> _Source text_:
◇ ◇ ◇ ◇ ◇
The growing debt to earnings ratios could spark more asset sales and provide an opening for cashed up private equity firms that have been patiently sitting on the sidelines waiting for cheap deals, the big four accounting firm says.
EY said the world’s biggest 88 miners lifted net debt by about 60 per cent to about $US350bn between 2011 and 2014 to pay for capital spending and returns to shareholders, despite combined earnings falling by about 60 per cent to around $US220bn.
“This is the first observable period of such a disconnect between debt and earnings progression,” EY global mining and metals transaction head Lee Downham said.
“With net debt/EBITDA (pre-tax earnings) ratios at the highest levels since the turn of the century, leverage is increasingly stretching balance sheets and will limit flexibility to absorb financial shocks.”
The report comes as debate rages about whether BHP Billiton (BHP), and to a lesser extent Rio Tinto (RIO), should borrow more to fund their progressive dividend policies, which commit to increasing, or at least holding steady, their payouts.
Since the end of 2014, BHP and Rio have held fairly steady on net debt but Glencore has embarked on a $US10bn debt reduction program and Fortescue Metals Group has paid some of its down direct to bondholders at reduced rates.
There are also more assets coming onto the market as miners try to strengthen their balance sheets.
“Management’s focus on the risks of leverage across the sector has become significantly more acute in recent months, reflected in the large number of assets put on the market as companies try to raise capital and free up future cash commitments,” Mr Downham said.
“Deal activity feels like it could increase as we enter 2016 ... private equity capital funds have been patiently looking for opportunities for some time but until now sellers have not had the burning platform required to force through a deal.”
◇ ◇ ◇ ◇ ◇
> _Source data_:

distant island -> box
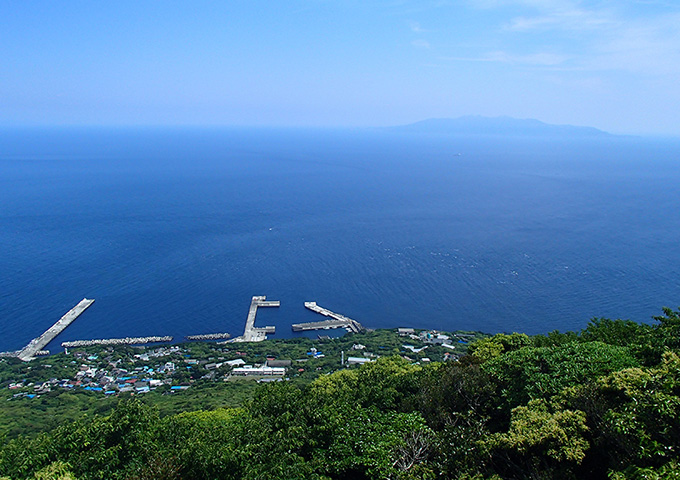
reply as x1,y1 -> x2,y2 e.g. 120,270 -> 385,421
◇ ◇ ◇ ◇ ◇
> _Exercise instructions_:
(1) Determine whether each statement below agrees with the mining debt text. For each one, answer yes or no and quote the deciding words of the text exactly.
(a) The world's biggest 88 miners raised their net debt by about 60 per cent between 2011 and 2014.
(b) Since the end of 2014, Glencore has held fairly steady on net debt.
(c) According to Mr Downham, sellers have until now had the pressure needed to force through a deal.
(2) Reproduce the passage of the mining debt text from "Since the end" up to and including "at reduced rates.", substituting "creditors" for "bondholders".
(3) According to the mining debt text, why are more assets being put on the market?

> _Outputs in order_:
(1)
(a) Yes: "lifted net debt by about 60 per cent to about $US350bn between 2011 and 2014"
(b) No: "Glencore has embarked on a $US10bn debt reduction program"
(c) No: "until now sellers have not had the burning platform required to force through a deal"

(2)
Since the end of 2014, BHP and Rio have held fairly steady on net debt but Glencore has embarked on a $US10bn debt reduction program and Fortescue Metals Group has paid some of its down direct to creditors at reduced rates.

(3) Miners are trying to strengthen their balance sheets. Mr Downham says that companies are selling assets to raise capital and free up future cash commitments, because management has become far more focused on the risks of leverage.